↓
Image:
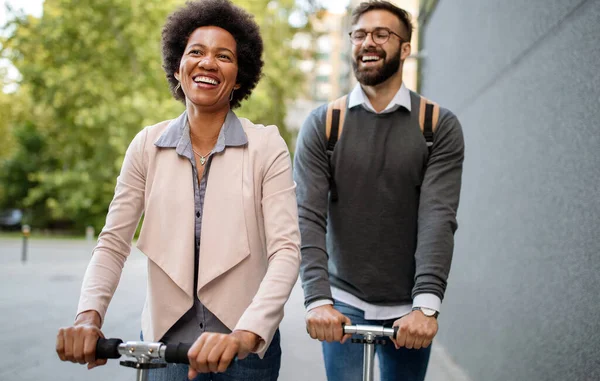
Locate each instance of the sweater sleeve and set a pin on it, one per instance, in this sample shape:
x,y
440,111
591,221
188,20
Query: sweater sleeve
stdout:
x,y
440,192
311,173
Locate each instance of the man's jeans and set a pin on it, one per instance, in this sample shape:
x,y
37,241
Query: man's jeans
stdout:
x,y
343,362
252,368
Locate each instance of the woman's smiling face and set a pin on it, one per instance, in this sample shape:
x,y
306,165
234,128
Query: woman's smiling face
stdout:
x,y
208,68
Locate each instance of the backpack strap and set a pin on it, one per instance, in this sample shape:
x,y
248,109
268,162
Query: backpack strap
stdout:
x,y
429,113
334,124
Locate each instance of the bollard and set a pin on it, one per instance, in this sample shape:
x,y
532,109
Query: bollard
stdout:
x,y
89,233
26,230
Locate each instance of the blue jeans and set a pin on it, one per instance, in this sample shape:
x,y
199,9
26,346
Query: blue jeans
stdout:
x,y
343,362
252,368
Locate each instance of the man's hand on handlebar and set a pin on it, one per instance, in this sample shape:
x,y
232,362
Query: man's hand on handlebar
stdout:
x,y
325,323
78,342
415,330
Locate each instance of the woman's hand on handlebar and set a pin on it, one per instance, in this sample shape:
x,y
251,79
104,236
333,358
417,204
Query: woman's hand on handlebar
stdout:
x,y
213,352
78,342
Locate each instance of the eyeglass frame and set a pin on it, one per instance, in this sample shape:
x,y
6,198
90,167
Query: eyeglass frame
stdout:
x,y
379,28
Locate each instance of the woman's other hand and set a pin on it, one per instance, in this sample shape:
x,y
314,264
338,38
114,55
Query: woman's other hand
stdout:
x,y
78,342
213,352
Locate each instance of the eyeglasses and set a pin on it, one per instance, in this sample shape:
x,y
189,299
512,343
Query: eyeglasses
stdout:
x,y
379,36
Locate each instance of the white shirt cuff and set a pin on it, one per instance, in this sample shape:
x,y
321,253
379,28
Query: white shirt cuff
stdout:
x,y
318,303
430,301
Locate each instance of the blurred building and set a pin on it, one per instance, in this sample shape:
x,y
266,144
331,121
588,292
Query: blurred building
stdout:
x,y
523,297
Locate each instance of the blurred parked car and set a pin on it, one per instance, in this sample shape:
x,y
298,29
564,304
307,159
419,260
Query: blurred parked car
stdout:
x,y
11,219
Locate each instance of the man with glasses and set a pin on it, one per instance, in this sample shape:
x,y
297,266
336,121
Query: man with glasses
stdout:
x,y
377,249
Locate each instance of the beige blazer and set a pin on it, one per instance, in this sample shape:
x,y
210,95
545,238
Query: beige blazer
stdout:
x,y
250,243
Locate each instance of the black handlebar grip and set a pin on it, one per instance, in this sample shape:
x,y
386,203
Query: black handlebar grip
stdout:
x,y
177,353
108,348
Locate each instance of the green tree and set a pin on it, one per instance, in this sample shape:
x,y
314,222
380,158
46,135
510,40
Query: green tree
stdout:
x,y
91,79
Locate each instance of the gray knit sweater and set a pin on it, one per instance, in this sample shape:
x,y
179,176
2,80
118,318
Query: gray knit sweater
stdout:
x,y
390,235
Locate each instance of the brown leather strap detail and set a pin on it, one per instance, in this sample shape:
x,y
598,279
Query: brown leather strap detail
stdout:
x,y
435,117
328,120
339,104
422,104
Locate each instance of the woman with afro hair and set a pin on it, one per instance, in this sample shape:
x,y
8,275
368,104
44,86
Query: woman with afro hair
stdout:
x,y
220,229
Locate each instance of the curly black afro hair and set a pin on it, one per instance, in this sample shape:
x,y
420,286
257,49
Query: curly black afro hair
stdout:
x,y
223,14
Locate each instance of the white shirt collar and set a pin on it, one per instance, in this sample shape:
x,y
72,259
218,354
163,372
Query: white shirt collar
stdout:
x,y
359,98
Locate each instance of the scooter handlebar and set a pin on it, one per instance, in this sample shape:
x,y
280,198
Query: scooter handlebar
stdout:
x,y
108,348
374,330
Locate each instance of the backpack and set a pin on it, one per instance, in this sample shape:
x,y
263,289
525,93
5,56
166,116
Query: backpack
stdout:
x,y
429,113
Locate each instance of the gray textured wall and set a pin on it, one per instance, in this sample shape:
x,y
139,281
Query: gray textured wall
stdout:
x,y
523,301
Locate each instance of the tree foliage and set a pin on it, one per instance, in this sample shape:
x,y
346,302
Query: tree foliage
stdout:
x,y
91,79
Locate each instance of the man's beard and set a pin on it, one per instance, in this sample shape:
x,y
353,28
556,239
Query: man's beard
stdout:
x,y
374,78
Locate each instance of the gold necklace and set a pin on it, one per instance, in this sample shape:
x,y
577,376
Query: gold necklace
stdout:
x,y
203,158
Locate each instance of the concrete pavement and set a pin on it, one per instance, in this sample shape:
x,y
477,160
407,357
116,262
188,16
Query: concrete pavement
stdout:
x,y
38,297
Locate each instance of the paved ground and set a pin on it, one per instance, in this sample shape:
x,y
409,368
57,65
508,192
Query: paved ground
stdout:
x,y
38,297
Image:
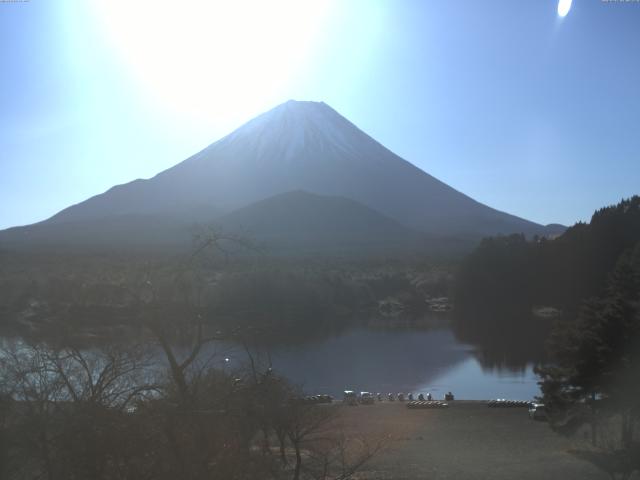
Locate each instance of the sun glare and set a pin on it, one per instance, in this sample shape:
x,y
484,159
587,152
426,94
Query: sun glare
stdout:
x,y
563,7
199,57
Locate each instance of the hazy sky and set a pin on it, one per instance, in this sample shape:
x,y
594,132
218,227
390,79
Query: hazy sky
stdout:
x,y
504,100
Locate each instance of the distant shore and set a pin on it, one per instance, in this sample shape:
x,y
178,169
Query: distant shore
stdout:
x,y
468,440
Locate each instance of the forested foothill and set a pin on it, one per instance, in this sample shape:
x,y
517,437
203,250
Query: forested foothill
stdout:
x,y
589,277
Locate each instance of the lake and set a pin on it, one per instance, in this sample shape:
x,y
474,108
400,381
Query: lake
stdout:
x,y
417,361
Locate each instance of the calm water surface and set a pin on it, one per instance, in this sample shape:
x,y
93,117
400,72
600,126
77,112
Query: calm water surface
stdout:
x,y
395,361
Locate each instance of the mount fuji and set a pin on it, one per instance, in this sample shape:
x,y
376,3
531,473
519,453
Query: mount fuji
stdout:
x,y
298,153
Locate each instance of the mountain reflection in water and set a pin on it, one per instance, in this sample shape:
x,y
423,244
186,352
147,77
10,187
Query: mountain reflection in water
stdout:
x,y
395,361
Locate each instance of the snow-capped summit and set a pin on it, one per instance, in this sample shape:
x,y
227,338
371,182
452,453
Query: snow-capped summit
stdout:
x,y
300,145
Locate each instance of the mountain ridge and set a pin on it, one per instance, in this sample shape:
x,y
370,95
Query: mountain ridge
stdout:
x,y
304,146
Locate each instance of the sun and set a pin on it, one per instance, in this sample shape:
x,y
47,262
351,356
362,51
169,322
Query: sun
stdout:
x,y
563,7
199,57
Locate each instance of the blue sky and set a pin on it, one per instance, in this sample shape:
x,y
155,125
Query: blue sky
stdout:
x,y
523,110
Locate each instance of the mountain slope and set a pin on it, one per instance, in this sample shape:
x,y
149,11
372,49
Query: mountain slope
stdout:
x,y
303,146
303,221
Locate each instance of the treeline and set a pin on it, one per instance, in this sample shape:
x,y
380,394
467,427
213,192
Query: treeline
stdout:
x,y
505,278
512,274
286,300
114,414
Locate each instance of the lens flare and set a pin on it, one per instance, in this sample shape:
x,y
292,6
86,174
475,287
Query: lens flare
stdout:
x,y
563,7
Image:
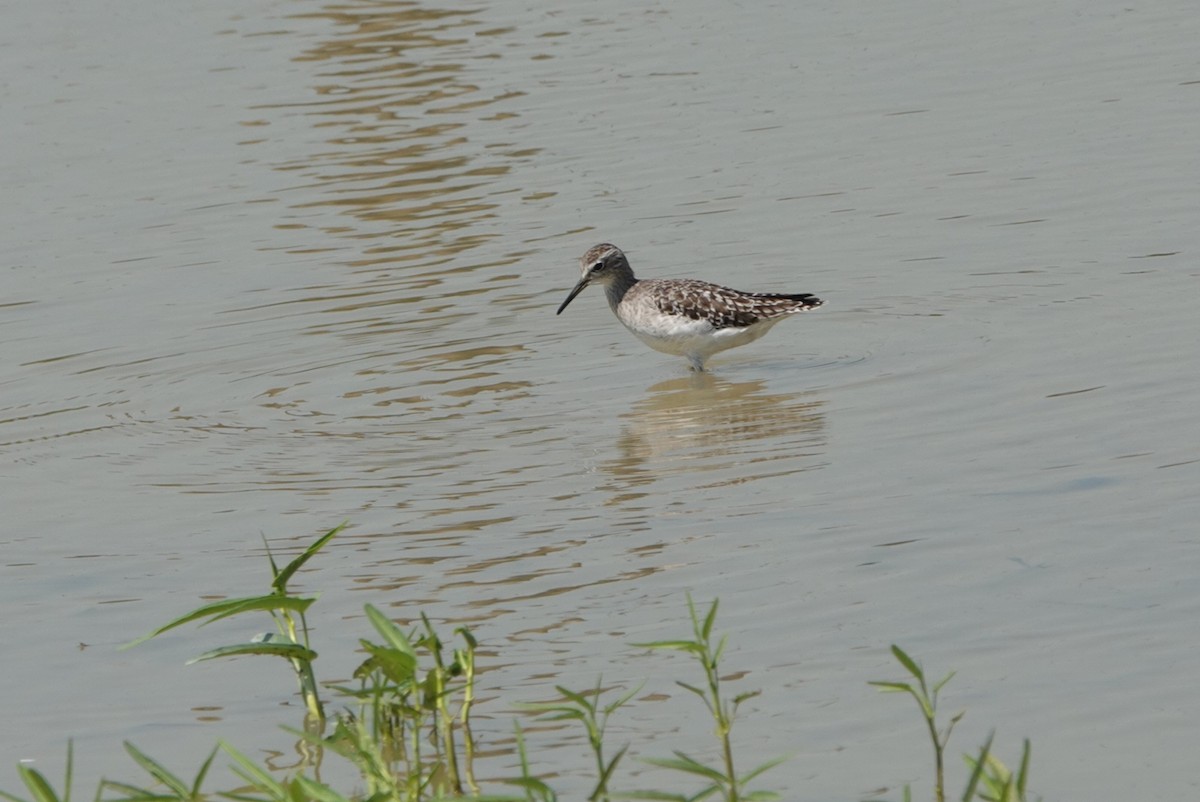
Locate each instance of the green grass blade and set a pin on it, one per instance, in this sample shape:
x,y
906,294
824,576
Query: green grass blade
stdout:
x,y
762,767
907,663
1023,773
684,764
156,770
677,645
977,772
389,630
226,608
37,785
256,776
943,681
317,791
709,620
204,772
283,648
281,578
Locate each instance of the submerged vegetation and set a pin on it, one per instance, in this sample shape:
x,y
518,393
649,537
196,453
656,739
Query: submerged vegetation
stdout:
x,y
406,724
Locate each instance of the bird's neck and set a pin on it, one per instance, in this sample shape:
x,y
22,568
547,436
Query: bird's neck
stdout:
x,y
621,285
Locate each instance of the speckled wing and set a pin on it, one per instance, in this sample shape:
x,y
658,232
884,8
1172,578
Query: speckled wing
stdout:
x,y
725,307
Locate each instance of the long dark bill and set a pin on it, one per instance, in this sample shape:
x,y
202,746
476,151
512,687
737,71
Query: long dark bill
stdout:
x,y
579,288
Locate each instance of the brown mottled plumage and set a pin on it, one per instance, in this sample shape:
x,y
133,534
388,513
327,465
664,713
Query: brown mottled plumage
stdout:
x,y
683,316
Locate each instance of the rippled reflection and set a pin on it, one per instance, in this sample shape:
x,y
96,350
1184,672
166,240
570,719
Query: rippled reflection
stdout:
x,y
703,424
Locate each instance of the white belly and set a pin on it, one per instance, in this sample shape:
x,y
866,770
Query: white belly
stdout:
x,y
687,337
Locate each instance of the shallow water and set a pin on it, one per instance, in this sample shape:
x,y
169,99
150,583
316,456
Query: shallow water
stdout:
x,y
279,265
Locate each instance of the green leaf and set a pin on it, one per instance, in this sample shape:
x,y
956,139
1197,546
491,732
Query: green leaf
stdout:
x,y
252,773
157,771
317,791
907,663
37,785
762,767
654,795
977,772
388,629
282,648
709,620
685,764
281,578
943,681
677,645
226,608
397,666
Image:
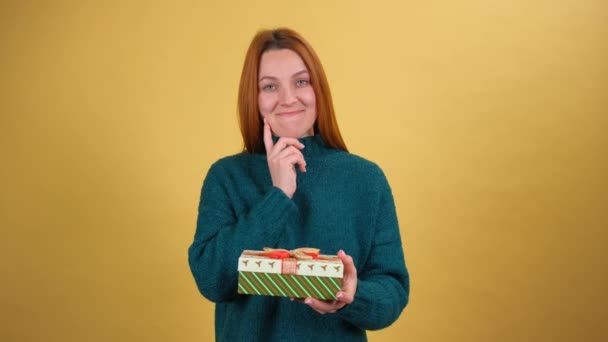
↑
The expected answer is an exact copy of the lines above, beginning at the line with "Query: bollard" and ending at the line with "Query: woman's other hand", with both ends in.

§ RESPONSE TO THE EXERCISE:
Query: bollard
stdout:
x,y
89,233
26,230
Locate each instance of the blue jeans and set a pin on it, one per instance, in this sample shape:
x,y
199,9
26,346
Query: blue jeans
stdout:
x,y
343,362
252,368
Locate each instance of the man's hand on handlebar and set a pin on it, one per instance, in this sample shape:
x,y
232,362
Query: man's hand on handlebar
stdout:
x,y
325,323
78,342
415,330
Locate each instance of the woman's hand on handlebar and set a pin on it, one per instance, in this sample shape:
x,y
251,79
104,236
333,358
417,204
Query: woman's hand on handlebar
stdout:
x,y
213,352
78,342
Locate each instance of the eyeglass frame and set a pin on it, one per instance, in this sample shape:
x,y
6,198
90,167
Query: eyeglass frame
stdout:
x,y
379,28
Locate each instance of the woman's other hand and set a pin on it, one per instance, in this sample shape:
x,y
314,264
338,38
114,55
Query: woman's other hand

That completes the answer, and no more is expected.